_Source passage:_
====================

No one would like it, but if deployments can handle it, what's the big deal?
There are a number of TLDs that use 2048-bit RSA ZSKs, producing ~1550 byte NXDOMAINs. Not a lot of them! But their operators obviously find it possible.
On Sunday, 8 September 2019 19:55:57 UTC Matt Nordhoff wrote:
@vcunat Would that much TCP actually be a problem?
No one would like it, but if deployments can handle it, what's the big deal?
state has mass. we don't know if the global tcp protocol control block capacity is in the same order of magnitude as potential demand, and there's only one way (the hard way) to find out. so, we avoid obvious paths toward lots-of-tcp. eventually the combination of DoT and TCPFO will reduce the state load, but we are a lot of years short of being able to count on that.
There are a number of TLDs that use 2048-bit RSA ZSKs, producing ~1550 byte NXDOMAINs. Not a lot of them! But their operators obviously find it possible.
it's possible that EDNS0 @4096 is working often enough to avoid such pain, even though it's clearly failing often enough to cause other pain. since we're rebuilding an airplane in flight, we should predict and manage and balance the pain. it's always possible that such TLDs will just continue to respect 4096 from clients, without clamping it to 1200 or whatever we end up recommending.
-- Paul
@mnordhoff: I'd prefer to avoid incentives against validation on resolvers, against following the flag-day default, etc. And so far I can't see what we expect to gain from pushing the limit so far.
If you turn off DNSSEC validation, this extra cost will disappear and normal stuff will all fit into UDP. Given that validation already needs some additional expense (latency on cold cache, bandwidth, memory, processing power), I wouldn't want to increase it too much... because I'm afraid that realistically validation doesn't improve common end-user experience or even security that much (in presence of https). Ballpark: 7-8% traffic gets switched to TCP which is reportedly several-times more expensive than UDP, and you're getting quite a significant fraction of "whole expense". There are also people "obsessed" with latency, though probably more on the web-browsing side.
@mnordhoff I've tested, and it's indeed capped for 1.1.1.1. However, I'm not sure about Quad9: ;; ANSWER SECTION: rs.dns-oarc.net. 54 IN CNAME rst.x4090.rs.dns-oarc.net. rst.x4090.rs.dns-oarc.net. 54 IN CNAME rst.x4058.x4090.rs.dns-oarc.net. rst.x4058.x4090.rs.dns-oarc.net. 55 IN CNAME rst.x4064.x4058.x4090.rs.dns-oarc.net. rst.x4064.x4058.x4090.rs.dns-oarc.net. 57 IN TXT "Tested at 2019-09-09 12:09:57 UTC" rst.x4064.x4058.x4090.rs.dns-oarc.net. 57 IN TXT "196.49.9.220 DNS reply size limit is at least 4090" rst.x4064.x4058.x4090.rs.dns-oarc.net. 57 IN TXT "196.49.9.220 sent EDNS buffer size 4096"

====================

_Data:_
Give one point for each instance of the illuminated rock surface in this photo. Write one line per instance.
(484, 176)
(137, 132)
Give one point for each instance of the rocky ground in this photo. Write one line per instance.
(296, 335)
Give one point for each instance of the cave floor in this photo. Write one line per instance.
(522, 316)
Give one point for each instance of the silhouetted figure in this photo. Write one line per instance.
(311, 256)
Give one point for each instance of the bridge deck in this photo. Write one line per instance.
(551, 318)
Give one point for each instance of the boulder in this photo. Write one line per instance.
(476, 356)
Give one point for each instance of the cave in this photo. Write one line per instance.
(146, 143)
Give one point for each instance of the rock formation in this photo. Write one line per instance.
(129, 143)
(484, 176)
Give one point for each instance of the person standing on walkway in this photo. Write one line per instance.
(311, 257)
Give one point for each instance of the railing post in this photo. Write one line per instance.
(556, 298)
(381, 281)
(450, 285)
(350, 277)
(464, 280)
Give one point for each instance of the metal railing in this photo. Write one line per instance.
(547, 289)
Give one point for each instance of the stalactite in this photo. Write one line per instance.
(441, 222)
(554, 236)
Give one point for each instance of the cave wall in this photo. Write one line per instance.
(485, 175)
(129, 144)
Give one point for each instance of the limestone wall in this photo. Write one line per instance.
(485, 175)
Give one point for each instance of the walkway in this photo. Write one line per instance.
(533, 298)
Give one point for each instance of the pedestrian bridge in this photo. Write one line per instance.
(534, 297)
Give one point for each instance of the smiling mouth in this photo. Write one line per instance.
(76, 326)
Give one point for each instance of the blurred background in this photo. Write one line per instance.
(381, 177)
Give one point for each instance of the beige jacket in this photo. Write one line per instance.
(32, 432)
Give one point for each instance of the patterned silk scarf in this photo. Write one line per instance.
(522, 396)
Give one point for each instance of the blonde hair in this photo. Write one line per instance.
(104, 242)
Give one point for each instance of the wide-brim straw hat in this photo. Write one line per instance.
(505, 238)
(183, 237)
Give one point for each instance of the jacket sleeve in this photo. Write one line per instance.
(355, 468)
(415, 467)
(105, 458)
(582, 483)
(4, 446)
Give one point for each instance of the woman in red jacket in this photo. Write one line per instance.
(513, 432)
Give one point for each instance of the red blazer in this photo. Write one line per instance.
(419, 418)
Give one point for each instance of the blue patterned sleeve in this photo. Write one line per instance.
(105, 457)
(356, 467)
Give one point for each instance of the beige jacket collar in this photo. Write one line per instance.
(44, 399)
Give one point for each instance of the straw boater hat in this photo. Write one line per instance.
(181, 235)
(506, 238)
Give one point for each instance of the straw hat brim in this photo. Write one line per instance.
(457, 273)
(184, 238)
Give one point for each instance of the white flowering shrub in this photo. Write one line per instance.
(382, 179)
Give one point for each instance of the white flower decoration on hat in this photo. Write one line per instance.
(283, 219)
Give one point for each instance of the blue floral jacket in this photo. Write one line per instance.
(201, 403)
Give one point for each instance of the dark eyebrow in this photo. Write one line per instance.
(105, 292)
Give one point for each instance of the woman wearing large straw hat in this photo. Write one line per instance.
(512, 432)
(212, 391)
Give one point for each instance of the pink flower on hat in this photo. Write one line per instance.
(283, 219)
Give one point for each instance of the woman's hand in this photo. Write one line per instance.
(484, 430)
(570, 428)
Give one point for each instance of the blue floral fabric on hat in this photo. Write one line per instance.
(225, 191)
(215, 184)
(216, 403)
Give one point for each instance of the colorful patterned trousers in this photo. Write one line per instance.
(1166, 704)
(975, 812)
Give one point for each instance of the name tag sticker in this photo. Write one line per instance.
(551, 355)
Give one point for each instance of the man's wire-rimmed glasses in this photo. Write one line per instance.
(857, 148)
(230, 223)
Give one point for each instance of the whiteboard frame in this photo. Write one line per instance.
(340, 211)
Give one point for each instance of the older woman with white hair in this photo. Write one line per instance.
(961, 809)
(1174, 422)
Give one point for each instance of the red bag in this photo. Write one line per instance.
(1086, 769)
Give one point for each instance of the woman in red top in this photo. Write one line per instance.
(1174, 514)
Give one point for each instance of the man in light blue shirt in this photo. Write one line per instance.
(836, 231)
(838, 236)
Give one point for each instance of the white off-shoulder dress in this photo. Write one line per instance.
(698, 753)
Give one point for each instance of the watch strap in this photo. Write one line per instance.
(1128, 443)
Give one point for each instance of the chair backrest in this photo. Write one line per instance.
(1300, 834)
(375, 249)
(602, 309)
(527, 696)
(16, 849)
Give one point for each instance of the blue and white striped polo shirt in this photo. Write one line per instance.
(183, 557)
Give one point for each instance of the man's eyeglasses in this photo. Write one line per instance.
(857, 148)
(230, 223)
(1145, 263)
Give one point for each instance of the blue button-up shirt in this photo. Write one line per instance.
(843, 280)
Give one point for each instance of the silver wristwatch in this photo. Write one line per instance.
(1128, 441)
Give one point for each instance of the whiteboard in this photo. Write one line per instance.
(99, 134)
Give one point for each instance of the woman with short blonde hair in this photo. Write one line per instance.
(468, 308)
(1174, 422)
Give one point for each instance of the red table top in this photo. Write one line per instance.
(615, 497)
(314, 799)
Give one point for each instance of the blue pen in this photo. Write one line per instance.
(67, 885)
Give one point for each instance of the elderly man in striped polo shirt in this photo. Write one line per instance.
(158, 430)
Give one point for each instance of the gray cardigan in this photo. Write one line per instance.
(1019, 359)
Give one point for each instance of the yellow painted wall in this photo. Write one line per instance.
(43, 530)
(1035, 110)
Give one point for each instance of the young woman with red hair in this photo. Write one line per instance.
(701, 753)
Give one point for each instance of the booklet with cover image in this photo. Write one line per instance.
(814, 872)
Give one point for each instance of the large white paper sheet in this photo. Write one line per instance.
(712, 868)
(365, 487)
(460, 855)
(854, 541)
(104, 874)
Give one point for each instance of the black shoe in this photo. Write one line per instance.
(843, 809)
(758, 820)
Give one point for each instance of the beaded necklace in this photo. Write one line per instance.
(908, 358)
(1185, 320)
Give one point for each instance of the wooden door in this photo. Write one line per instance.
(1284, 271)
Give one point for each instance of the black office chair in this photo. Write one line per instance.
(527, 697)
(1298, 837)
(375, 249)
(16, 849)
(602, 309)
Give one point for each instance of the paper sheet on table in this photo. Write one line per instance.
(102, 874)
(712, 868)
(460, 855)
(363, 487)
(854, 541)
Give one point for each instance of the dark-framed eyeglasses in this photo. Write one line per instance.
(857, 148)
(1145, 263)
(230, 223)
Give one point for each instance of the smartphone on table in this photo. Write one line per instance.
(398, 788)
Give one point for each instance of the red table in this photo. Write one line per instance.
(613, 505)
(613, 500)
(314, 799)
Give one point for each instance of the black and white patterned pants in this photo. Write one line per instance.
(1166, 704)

====================

_Given instruction:_ Write out the DNS reply-size thread word for word, from "If you turn" up to and including "the web-browsing side.".

_Problem solution:_
If you turn off DNSSEC validation, this extra cost will disappear and normal stuff will all fit into UDP. Given that validation already needs some additional expense (latency on cold cache, bandwidth, memory, processing power), I wouldn't want to increase it too much... because I'm afraid that realistically validation doesn't improve common end-user experience or even security that much (in presence of https). Ballpark: 7-8% traffic gets switched to TCP which is reportedly several-times more expensive than UDP, and you're getting quite a significant fraction of "whole expense". There are also people "obsessed" with latency, though probably more on the web-browsing side.